*WHAT TO DO*.
A: In the autoencoder extract, what are traditional autoencoders usually used to compress?
B: Quote everything in the autoencoder extract from "Introduction" down to "data is minimal.".
C: Why does a wireless communication system use channel coding and modulation to add redundancy to the information bits, according to the autoencoder extract?
--- start of EXTRACT TO READ ---
This example shows how to model an end-to-end communications system with an autoencoder to reliably transmit information bits over a wireless channel.

Introduction

A traditional autoencoder is an unsupervised neural network that learns how to efficiently compress data, which is also called encoding. The autoencoder also learns how to reconstruct the data from the compressed representation such that the difference between the original data and the reconstructed data is minimal.

Traditional wireless communication systems are designed to provide reliable data transfer over a channel that impairs the transmitted signals. These systems have multiple components such as channel coding, modulation, equalization, synchronization, etc. Each component is optimized independently based on mathematical models that are simplified to arrive at closed form expressions. On the contrary, an autoencoder jointly optimizes the transmitter and the receiver as a whole. This joint optimization has the potential of providing a better performance than the traditional systems ,.

Traditional autoencoders are usually used to compress images, in other words remove redundancies in an image and reduce its dimension. A wireless communication system on the other hand uses channel coding and modulation techniques to add redundancy to the information bits. With this added redundancy, the system can recover the information bits that are impaired by the wireless channel. So, a wireless autoencoder actually adds redundancy and tries to minimize the number of errors in the received information for a given channel while learning to apply both channel coding and modulation in an unsupervised way.

Basic Autoencoder System

The following is the block diagram of a wireless auto encoder system. The encoder (transmitter) first maps $\mathit{k}$ information bits into a message s such that $s\in \left\{1,\dots ,M\right\}$, where $M={2}^{k}$. Then message s is mapped to n real number to create $\text{x}=f\left(s\right)\in {\mathbb{R}}^{n}$. The last layer of the encoder imposes constraints on $\text{x}$ to further restrict the encoded symbols. The following are possible such constraints and are implemented using the normalization layer:

• Energy constraint: $‖x{‖}_{2}^{2}\le n$

• Average power constraint: $\mathbb{E}\left[|{x}_{i}{|}^{2}\right]\le 1,\forall i$ Define the communication rate of this system as $R=k/n$ [bits/channel use], where (n,k) means that the system sends one of $M={2}^{k}$ messages using n channel uses. The channel impairs encoded (i.e. transmitted) symbols to generate $\text{y}\in {\mathbb{R}}^{n}$. The decoder (i.e. receiver) produces an estimate, $\underset{}{\overset{ˆ}{s}}$, of the transmitted message, $s$.
--- end of EXTRACT TO READ ---
--- start of LISTED ENTRIES ---
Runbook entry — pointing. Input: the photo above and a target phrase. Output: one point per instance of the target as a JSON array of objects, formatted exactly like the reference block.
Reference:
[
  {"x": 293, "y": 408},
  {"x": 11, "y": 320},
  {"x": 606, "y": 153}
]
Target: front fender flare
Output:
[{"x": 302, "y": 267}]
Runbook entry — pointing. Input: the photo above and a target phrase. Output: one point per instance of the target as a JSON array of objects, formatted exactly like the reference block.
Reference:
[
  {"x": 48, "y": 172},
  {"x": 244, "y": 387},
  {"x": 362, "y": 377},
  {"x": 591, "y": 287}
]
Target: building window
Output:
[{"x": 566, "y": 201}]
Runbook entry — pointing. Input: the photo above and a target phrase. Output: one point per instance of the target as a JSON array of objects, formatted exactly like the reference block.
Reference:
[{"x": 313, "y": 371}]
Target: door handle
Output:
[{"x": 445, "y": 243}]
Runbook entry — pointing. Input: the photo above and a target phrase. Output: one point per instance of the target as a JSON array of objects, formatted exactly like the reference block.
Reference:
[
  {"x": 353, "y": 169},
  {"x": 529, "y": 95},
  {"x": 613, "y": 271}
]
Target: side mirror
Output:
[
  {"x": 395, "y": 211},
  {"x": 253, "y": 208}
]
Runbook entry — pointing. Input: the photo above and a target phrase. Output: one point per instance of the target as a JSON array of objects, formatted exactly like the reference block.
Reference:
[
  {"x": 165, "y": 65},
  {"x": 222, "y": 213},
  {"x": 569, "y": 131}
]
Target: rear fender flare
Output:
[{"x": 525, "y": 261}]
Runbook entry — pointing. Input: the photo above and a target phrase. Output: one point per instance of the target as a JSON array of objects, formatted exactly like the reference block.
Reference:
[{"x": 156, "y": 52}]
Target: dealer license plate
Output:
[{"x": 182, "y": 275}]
--- end of LISTED ENTRIES ---
--- start of LISTED ENTRIES ---
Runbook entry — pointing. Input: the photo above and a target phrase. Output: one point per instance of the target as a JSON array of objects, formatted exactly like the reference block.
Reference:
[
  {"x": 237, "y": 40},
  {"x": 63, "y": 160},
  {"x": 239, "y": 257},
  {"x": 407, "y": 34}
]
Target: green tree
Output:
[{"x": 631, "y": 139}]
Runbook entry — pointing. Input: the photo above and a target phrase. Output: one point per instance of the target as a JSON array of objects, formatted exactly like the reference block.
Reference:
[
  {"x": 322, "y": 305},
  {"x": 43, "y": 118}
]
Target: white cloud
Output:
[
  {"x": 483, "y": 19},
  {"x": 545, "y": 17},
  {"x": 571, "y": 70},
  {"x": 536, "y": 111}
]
--- end of LISTED ENTRIES ---
*RESPONSES PER TASK*.
A: Images.

B:
Introduction

A traditional autoencoder is an unsupervised neural network that learns how to efficiently compress data, which is also called encoding. The autoencoder also learns how to reconstruct the data from the compressed representation such that the difference between the original data and the reconstructed data is minimal.

C: The added redundancy lets the system recover information bits that the wireless channel has impaired.